:: TASK ITEM ::
Retype the listing exactly; omit pictures.

:: SUPPLIED DATA ::
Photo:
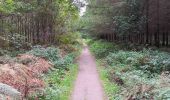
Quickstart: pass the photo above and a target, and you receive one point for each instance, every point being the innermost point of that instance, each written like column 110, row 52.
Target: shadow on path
column 87, row 85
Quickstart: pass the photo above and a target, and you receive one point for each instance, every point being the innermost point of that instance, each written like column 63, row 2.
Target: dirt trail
column 87, row 85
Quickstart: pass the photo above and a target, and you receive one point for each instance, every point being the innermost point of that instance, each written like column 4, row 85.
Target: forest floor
column 88, row 85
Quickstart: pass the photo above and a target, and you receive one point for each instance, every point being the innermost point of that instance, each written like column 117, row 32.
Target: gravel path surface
column 87, row 85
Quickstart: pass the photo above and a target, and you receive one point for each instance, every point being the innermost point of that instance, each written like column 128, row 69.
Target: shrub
column 101, row 48
column 53, row 55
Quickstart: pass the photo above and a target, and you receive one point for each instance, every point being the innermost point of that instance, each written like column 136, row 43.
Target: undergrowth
column 140, row 75
column 59, row 80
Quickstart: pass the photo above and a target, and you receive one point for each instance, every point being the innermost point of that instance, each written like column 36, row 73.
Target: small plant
column 101, row 48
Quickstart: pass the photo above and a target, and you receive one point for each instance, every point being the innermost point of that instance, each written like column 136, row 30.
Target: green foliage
column 59, row 83
column 69, row 38
column 141, row 74
column 101, row 48
column 53, row 55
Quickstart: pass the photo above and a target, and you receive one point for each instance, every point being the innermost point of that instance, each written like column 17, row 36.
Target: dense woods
column 35, row 22
column 41, row 41
column 134, row 21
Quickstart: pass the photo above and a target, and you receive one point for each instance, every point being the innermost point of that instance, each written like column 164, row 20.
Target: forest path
column 87, row 85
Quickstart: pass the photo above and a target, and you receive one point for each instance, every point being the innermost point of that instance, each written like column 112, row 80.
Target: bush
column 101, row 48
column 53, row 55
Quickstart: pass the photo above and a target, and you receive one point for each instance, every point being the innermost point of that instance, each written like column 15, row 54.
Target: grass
column 109, row 87
column 68, row 82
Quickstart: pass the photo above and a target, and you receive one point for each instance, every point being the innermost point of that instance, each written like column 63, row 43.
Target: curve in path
column 87, row 85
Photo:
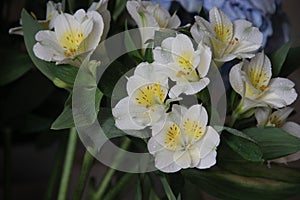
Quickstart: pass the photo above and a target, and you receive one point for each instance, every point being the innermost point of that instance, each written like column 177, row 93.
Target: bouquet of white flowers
column 175, row 109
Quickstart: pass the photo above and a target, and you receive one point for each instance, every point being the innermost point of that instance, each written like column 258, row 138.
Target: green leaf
column 229, row 160
column 131, row 46
column 119, row 8
column 241, row 144
column 15, row 65
column 292, row 62
column 24, row 95
column 62, row 75
column 274, row 142
column 167, row 188
column 225, row 185
column 279, row 56
column 64, row 120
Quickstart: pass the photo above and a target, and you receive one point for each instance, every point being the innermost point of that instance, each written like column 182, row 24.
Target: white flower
column 147, row 14
column 252, row 80
column 101, row 8
column 145, row 105
column 265, row 117
column 72, row 39
column 53, row 10
column 184, row 140
column 183, row 64
column 227, row 40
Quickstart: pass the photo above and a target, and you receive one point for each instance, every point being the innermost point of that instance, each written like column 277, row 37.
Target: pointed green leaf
column 274, row 142
column 167, row 188
column 15, row 65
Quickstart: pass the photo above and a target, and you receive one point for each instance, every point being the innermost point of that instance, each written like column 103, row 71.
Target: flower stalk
column 87, row 164
column 109, row 174
column 69, row 158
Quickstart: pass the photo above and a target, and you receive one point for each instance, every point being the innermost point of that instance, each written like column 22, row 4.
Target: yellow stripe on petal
column 150, row 95
column 70, row 42
column 173, row 137
column 193, row 129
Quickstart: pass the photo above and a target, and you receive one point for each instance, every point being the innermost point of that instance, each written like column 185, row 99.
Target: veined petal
column 194, row 123
column 202, row 30
column 183, row 159
column 235, row 79
column 123, row 120
column 95, row 35
column 221, row 24
column 188, row 88
column 208, row 161
column 262, row 116
column 281, row 93
column 164, row 162
column 259, row 71
column 209, row 142
column 205, row 60
column 47, row 46
column 174, row 21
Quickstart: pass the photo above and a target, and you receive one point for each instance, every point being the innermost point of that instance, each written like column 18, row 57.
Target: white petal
column 281, row 115
column 174, row 21
column 209, row 142
column 281, row 93
column 235, row 78
column 123, row 120
column 164, row 162
column 262, row 116
column 208, row 161
column 197, row 113
column 205, row 60
column 63, row 24
column 180, row 44
column 183, row 159
column 259, row 70
column 201, row 30
column 222, row 25
column 188, row 88
column 94, row 36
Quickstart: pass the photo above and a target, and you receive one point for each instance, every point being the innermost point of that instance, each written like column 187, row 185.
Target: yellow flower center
column 173, row 136
column 71, row 42
column 188, row 71
column 223, row 33
column 192, row 129
column 149, row 95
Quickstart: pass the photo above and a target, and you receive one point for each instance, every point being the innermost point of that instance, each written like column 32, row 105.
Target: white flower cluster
column 74, row 36
column 181, row 137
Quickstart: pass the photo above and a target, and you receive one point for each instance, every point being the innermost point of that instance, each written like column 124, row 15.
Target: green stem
column 233, row 118
column 7, row 164
column 116, row 189
column 84, row 172
column 109, row 174
column 71, row 5
column 69, row 158
column 56, row 168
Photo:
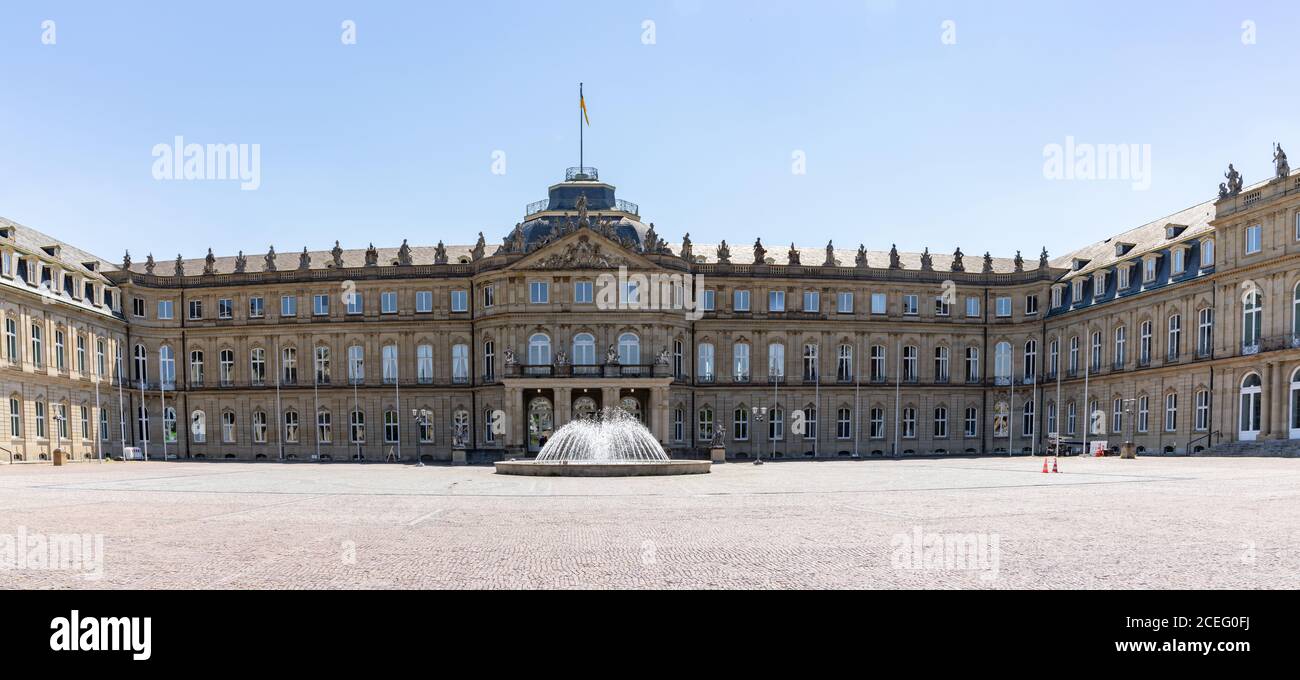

:: RESPONSE FOR THIS EXERCISE ::
Photo:
Quickstart: pass the photo above and a target, and you receive one point for each instance, every point being the innermost point of that instance, each written like column 110, row 52.
Target: shadow on path
column 87, row 85
Quickstart: pass the photo above and a target, and you receive one point for each instance, every point being the innermost point of that instance, each written like column 63, row 2.
Target: dirt trail
column 87, row 85
Quickstart: pass the photo above and a target, and you receive one point for each instance, every point being the innermost point of that instance, each written like column 4, row 85.
Target: forest floor
column 88, row 85
Quickstart: pass the photo above and a target, and you receive one point for each instance, every point being the innermost point of that instance, each written like column 117, row 32.
Target: gravel path surface
column 87, row 85
Quickstart: pass the photo above and a target, and you receive one point for each instance, every point being the innermost point of that instance, each written like column 128, row 69.
Target: shrub
column 101, row 48
column 53, row 55
Quickstart: pass the photo above and a target, and you receive one point for each instance, every point being the innermost point of that instance, each written like column 136, row 43.
Target: undergrowth
column 140, row 75
column 59, row 80
Quickstart: pass the photo above and a target, and you receive one point for each instance, every point being the innermost point of that instance, each written like column 36, row 73.
Target: small plant
column 101, row 48
Quickstart: pass the photo above and a target, and you receive one point for each instance, every point being the innermost point of that instance, each written like column 136, row 30.
Target: green foliage
column 59, row 83
column 69, row 38
column 141, row 74
column 101, row 48
column 53, row 55
Quickstart: pass the photo above and a target, and you receive one point for each instance, every point being the innermost point of that instance, each written like column 17, row 36.
Target: dense woods
column 35, row 22
column 41, row 41
column 134, row 21
Quickstart: pass the photo above and a target, and you receive one point for each instance, every point being the innermost point of that instance, each written like column 164, row 20.
Target: forest path
column 87, row 85
Quickstart: pass the photo above and a target, and you receive one point for each instance, every point being the innermost point of that instance, each written like column 112, row 80.
Target: bush
column 101, row 48
column 53, row 55
Quickstart: pass the photo above and a target, and you receive one point for each instance, every point being the innermost point of that instance, each written like column 15, row 54.
Target: grass
column 109, row 87
column 68, row 82
Quickstart: pass the photo above and a target, and you receive one point for each instance, every point being the innermost point of that instance, each written like column 63, row 43.
Target: curve in path
column 87, row 85
Photo:
Quickstart: pass the photo above and a target, and you receive one point for each instance, every point being the innermost point of that instance, each written like column 177, row 93.
Target: bouquet of white flowers
column 175, row 109
Quickstart: pass the photo above and a target, and you receive one point for each instance, every point being the innermost point of that instance, each written like column 258, row 138.
Target: green leaf
column 229, row 160
column 131, row 46
column 119, row 8
column 241, row 144
column 15, row 65
column 292, row 62
column 24, row 95
column 62, row 75
column 274, row 142
column 167, row 188
column 225, row 185
column 279, row 56
column 64, row 120
Quickstart: pass the photo above and a target, and you receive one point for each instance, every point being the innermost point of that instance, each written like column 182, row 24.
Target: white flower
column 147, row 14
column 252, row 80
column 101, row 8
column 145, row 105
column 265, row 117
column 72, row 39
column 53, row 10
column 184, row 140
column 183, row 64
column 227, row 40
Quickstart: pass the photo above and a target, and you receive one point for each instance, every point being the innermost point of that instance, each written like column 277, row 37.
Target: pointed green leaf
column 274, row 142
column 167, row 188
column 15, row 65
Quickstart: pass the photo above and a target, and you receive one point for each instance, every point being the innermost point of that instance, each written like column 103, row 71.
Target: flower stalk
column 87, row 164
column 109, row 174
column 69, row 158
Quickstart: pass the photo above and a target, and you receive one point for each instance, every point being the innermost point of that instance, each written like column 22, row 4.
Target: yellow stripe on petal
column 150, row 95
column 70, row 42
column 173, row 137
column 193, row 129
Quickstart: pass the photo above and a target, and you receive one point for each instance, every point being the innermost point of that instance, each written like column 185, row 99.
Target: veined petal
column 194, row 123
column 202, row 30
column 183, row 159
column 235, row 79
column 123, row 120
column 95, row 35
column 221, row 24
column 188, row 88
column 208, row 161
column 262, row 116
column 281, row 93
column 164, row 162
column 259, row 71
column 209, row 142
column 205, row 60
column 47, row 46
column 174, row 21
Quickstart: pass the photo above and a target, and you receive one point for each instance, every point being the innermost point of that instance, each written like column 18, row 57.
Target: white petal
column 281, row 115
column 174, row 21
column 209, row 142
column 281, row 93
column 235, row 78
column 123, row 120
column 164, row 162
column 262, row 116
column 208, row 161
column 197, row 113
column 205, row 60
column 63, row 24
column 180, row 44
column 183, row 159
column 259, row 70
column 201, row 30
column 222, row 25
column 188, row 88
column 94, row 36
Quickstart: pass the photo above and a target, and you receive one point for each instance, every point being the innermost point of that instance, each written like column 187, row 185.
Target: yellow flower center
column 173, row 136
column 71, row 42
column 188, row 71
column 223, row 33
column 192, row 129
column 149, row 95
Quickstart: pass the photo above and a target, and you receive one point for each instance, every point being the innermost point of that instance, each written like column 32, row 105.
Target: white flower cluster
column 74, row 36
column 181, row 137
Quickstart: pass the photo above and a target, and you receive one point for each instance, every point being the innermost point of that instance, each written like column 124, row 15.
Target: green stem
column 233, row 118
column 7, row 164
column 116, row 189
column 84, row 172
column 109, row 174
column 71, row 5
column 69, row 158
column 56, row 168
Photo:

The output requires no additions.